**Instructions**
(1) Set down, word for word, the part of the YNAB budgeting post that opens with the words containing "It has been" and closes with "does it mean?".
(2) Resume the YNAB budgeting post after its last sentence, carrying on its explanation of aging your money.

**Quoted passage**
□ □ □

It has been so long since I have written on here! I’m glad to say, I’m back, and this will be the final post for the YNAB Series. So let’s get started on the last YNAB Rule!
If you read the article “Make Your Budget Fit Your Life”, you’re beginning to see that the best budget is one that flexes with your life. We want a budget that works with us, rather then making us feel bad for not fitting into a rigid box. So what is the last rule? And what does it mean?
You can read the rest of the series here:
- What is YNAB
- What is the Purpose of Your Money?
- What Are True Expenses?
- Make Your Budget Fit Your Life (not the other way around)
- Aging Your Money
OK, we’ve covered the three most fundamental rules:
- Give Every Dollar A Job, which reminds us that we need to work with the reality of the dollars we have right now.
- Embrace Your True Expenses, which tells us that we need to account for every type of expense we have, not just your bills, and including your savings goals.
- Roll With The Punches, which gives you permission to change your budget when you need to, and gives you a safe way to do so.
Age Your Money
The last rule is “Age Your Money.” You can find the age of your money in the upper-right hand corner of the screen in YNAB:
Aging Your Money means that we want to hold onto money for longer and longer periods of time. If you are living paycheck to paycheck, when you spend a dollar the day you got paid, that dollar is considered one day old. But if you hold onto that dollar until the next day, it will be two days old, and so on. So when we talk about aging your money, we are saying that we are living on dollars that we earned some time ago. And old money is good, because it means that we have savings, and are breaking out of the paycheck-to-paycheck cycle.

□ □ □

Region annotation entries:
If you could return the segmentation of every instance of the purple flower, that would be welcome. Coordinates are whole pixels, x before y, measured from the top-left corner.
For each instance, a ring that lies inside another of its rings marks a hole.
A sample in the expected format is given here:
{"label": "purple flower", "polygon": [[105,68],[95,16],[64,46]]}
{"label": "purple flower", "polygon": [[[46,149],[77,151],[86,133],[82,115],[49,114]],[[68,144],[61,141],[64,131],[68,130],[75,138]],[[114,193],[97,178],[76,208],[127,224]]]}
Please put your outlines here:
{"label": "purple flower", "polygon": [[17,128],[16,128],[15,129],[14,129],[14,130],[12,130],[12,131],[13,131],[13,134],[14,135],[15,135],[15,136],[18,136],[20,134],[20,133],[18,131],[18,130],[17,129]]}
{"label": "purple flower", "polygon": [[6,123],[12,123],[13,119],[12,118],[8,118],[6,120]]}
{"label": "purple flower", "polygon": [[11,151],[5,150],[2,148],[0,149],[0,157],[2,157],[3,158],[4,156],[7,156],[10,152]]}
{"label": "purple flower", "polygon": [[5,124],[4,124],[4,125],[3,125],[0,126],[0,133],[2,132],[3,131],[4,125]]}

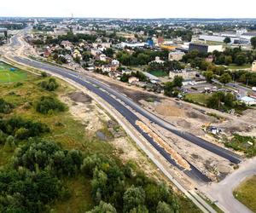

□ □ □

**Answers to the exercise**
(1)
It has been so long since I have written on here! I’m glad to say, I’m back, and this will be the final post for the YNAB Series. So let’s get started on the last YNAB Rule!
If you read the article “Make Your Budget Fit Your Life”, you’re beginning to see that the best budget is one that flexes with your life. We want a budget that works with us, rather then making us feel bad for not fitting into a rigid box. So what is the last rule? And what does it mean?

(2)
The fourth rule, incidentally, used to be “Live on Last Month’s Income”. With that rule, the goal was to age your money to at least 30 days old. So when you spent your money, it would have been money you earned last month. That was a pretty binary and rigid rule though, and it make it hard to see your progress, so now you can take it day by day, and increase the age of your money gradually, celebrating your progress as your money gets older. I still recommend setting 30 days as a good goal, though, because if you have 30 days, you’ve officially broken the paycheck-to-paycheck cycle, which is really an amazing accomplishment.
I think that Aging Your Money is a fantastic goal. But I also think it is OK not to concentrate on it. You may put a high priority on paying down debt, or contributing to savings goals. By all means, feel free to ignore the number in the upper-right hand corner of your screen. If you are working the first three rules, the fourth rule will start to come to you naturally.
So there you have it! The four YNAB rules, all there in black and white! All that is left is to Sign up for the one month YNAB Trial, or contact me at firstname.lastname@example.org for more information and to set up an initial strategy session.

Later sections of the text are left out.